In the 20th century, America witnessed a significant transition toward a privatized understanding of religion. Social and political pressures have prompted many to view religion as inappropriate in public or political arenas. Meanwhile, trends within many churches have contributed to narrowing the focus of faith. As a result, where people once considered religion as relevant to many aspects of life and society, prevailing notions now often constrict it to spiritual beliefs and psychological health. This marginalized, inward-looking faith has the potential to weaken the perceived responsibility and social relevance of local churches.
This change has political implications, as religion's role in the lives of individuals and in society at large shapes Americans' expectations of government. When religion is pigeon-holed as private rituals and beliefs, the government more easily presents itself as the entity most responsible for solving social problems. But the Constitution declares freedom not just for private beliefs, but for the public exercise of religion, testifying to the nature of faith to engage the whole person and the entirety of life. When religion is exercised in this more comprehensive way, congregations can meet a wide range of needs and prevent unhealthy dependence on the government.

→ **Material provided**:
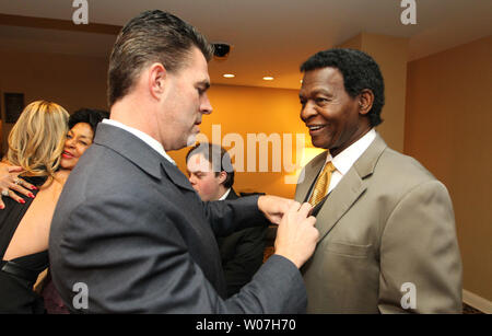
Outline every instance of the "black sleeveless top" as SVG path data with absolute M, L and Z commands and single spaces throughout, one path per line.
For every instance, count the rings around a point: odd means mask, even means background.
M 23 177 L 39 187 L 47 177 Z M 32 190 L 37 195 L 38 190 Z M 0 313 L 44 313 L 43 299 L 33 291 L 37 276 L 49 265 L 48 251 L 3 260 L 15 230 L 33 202 L 33 198 L 20 195 L 25 204 L 10 197 L 2 198 L 5 208 L 0 210 Z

→ **Task requirements**:
Keep going with the piece on religion's narrowing to private life in America, starting right after its last sentence.

→ **Answer to this exercise**:
Dividing Public and Private
One observer of Western society claims that "the decisive feature of our culture" is "the division of human life into public and private." This division is significant because it influences the way Americans think about and categorize different institutions and activities in society. For example, our culture tends to view the public as the realm of politics, economics, and science and the private as the realm of family life and religion.
Stephen Carter, a law professor at Yale University, describes the effects of this "privatization" of religion: "[W]e often ask our citizens to split their public and private selves, telling them in effect that it is fine to be religious in private, but there is something askew when those private beliefs become the basis for public action." At the root of this process, Carter asserts, is the widely held intuition that "religion is like building model airplanes, just another hobby: something quiet, something private, something trivial."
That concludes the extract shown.